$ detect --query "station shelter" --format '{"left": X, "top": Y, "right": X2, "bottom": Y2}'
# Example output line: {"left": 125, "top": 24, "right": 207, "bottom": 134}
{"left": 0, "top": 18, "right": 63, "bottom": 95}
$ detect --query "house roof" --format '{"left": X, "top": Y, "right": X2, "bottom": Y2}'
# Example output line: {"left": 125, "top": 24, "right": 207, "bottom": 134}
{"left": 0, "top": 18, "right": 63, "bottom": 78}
+++++
◆ **Exercise aim**: The required output is the full set of entries, reproduced verbatim.

◆ **Your response**:
$ detect --query "station shelter" --format '{"left": X, "top": Y, "right": X2, "bottom": Y2}'
# Example output line: {"left": 125, "top": 24, "right": 207, "bottom": 134}
{"left": 0, "top": 18, "right": 63, "bottom": 95}
$ detect --query "house roof" --format '{"left": X, "top": Y, "right": X2, "bottom": Y2}'
# Example output line: {"left": 125, "top": 24, "right": 207, "bottom": 134}
{"left": 0, "top": 18, "right": 63, "bottom": 78}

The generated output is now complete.